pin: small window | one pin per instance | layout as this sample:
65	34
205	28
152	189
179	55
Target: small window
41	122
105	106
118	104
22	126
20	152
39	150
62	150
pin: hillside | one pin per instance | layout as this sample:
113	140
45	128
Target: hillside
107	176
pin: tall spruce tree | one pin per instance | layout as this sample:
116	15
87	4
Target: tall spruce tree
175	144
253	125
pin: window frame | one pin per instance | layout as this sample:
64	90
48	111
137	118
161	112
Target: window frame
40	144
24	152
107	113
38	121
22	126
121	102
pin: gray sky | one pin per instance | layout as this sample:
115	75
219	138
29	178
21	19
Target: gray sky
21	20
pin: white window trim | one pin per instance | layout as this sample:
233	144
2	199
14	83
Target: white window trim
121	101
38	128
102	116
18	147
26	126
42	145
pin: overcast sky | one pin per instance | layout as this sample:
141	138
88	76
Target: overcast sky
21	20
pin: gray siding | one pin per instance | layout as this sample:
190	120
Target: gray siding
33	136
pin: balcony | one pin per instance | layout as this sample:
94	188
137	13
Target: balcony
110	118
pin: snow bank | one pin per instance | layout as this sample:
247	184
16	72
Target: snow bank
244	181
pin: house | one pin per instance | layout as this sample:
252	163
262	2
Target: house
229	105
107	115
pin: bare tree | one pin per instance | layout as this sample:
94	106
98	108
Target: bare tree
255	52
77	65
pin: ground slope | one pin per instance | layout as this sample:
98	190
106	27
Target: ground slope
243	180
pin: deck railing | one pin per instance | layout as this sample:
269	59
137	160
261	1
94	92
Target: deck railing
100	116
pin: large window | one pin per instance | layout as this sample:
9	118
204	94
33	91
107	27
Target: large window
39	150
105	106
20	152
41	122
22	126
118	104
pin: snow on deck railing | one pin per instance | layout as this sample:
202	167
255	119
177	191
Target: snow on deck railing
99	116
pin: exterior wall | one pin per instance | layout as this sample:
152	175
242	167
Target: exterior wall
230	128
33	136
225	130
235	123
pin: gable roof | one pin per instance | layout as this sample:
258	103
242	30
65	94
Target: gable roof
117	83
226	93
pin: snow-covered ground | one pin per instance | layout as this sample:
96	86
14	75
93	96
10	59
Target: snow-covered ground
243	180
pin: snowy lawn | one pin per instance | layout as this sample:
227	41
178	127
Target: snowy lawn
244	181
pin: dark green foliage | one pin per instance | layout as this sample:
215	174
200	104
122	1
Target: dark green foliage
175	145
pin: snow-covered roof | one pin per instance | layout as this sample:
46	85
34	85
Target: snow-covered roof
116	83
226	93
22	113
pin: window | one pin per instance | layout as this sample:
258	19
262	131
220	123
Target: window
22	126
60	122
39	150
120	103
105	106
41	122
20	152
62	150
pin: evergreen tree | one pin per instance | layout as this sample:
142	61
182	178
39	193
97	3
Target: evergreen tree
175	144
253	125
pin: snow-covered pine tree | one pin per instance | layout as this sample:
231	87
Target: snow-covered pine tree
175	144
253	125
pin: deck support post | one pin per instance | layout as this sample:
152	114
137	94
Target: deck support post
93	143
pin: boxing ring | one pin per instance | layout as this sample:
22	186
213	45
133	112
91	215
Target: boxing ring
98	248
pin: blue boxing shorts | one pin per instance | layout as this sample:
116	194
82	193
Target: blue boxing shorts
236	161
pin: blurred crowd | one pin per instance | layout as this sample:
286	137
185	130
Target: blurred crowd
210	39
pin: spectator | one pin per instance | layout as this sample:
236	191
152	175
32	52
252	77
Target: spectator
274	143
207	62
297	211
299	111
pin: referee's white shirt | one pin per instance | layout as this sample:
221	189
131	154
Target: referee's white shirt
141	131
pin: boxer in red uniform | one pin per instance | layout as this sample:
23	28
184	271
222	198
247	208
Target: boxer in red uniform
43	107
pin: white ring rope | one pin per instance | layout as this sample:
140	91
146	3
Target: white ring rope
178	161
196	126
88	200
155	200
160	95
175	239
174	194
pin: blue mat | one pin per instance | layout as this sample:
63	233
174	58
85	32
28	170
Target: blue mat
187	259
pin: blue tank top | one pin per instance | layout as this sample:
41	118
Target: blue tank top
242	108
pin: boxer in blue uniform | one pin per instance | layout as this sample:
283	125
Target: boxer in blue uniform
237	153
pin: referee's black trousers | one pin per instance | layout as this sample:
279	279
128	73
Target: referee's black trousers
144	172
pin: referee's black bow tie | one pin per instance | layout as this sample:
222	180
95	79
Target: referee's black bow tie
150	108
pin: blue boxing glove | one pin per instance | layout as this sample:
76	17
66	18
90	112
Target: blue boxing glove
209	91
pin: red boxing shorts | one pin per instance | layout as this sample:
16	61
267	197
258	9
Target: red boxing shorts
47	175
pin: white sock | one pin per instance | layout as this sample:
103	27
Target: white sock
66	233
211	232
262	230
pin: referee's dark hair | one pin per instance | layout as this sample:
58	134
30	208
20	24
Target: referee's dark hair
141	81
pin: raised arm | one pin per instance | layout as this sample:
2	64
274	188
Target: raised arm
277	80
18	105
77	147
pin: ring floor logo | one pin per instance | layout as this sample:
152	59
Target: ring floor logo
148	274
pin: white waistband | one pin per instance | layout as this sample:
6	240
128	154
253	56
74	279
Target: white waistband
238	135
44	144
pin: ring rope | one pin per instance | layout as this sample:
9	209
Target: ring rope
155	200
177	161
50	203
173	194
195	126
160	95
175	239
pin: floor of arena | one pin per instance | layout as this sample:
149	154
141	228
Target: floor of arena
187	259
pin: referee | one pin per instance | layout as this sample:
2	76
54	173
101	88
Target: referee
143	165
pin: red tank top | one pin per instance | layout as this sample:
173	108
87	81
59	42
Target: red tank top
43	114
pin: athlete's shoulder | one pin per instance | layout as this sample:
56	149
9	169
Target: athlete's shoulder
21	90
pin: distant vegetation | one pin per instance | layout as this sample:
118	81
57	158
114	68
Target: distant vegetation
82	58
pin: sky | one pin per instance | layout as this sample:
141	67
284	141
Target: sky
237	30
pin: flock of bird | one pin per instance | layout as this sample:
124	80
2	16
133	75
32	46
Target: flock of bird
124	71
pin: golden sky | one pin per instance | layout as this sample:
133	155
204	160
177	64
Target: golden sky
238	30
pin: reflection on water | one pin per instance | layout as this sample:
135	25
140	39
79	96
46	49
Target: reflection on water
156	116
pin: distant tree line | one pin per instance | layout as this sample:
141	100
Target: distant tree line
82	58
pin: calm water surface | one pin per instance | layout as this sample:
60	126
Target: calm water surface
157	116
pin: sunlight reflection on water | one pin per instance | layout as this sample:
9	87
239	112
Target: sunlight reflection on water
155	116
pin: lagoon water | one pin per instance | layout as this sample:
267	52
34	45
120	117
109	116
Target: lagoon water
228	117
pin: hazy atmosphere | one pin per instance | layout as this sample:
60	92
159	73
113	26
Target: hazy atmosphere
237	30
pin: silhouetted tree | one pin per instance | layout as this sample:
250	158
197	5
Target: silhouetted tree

▶ [Work instructions] Your response should contain each line of the entries above that holds the string "silhouetted".

▶ [Task response]
pin: silhouetted tree | one pin per instance | layout as this sample:
Target: silhouetted tree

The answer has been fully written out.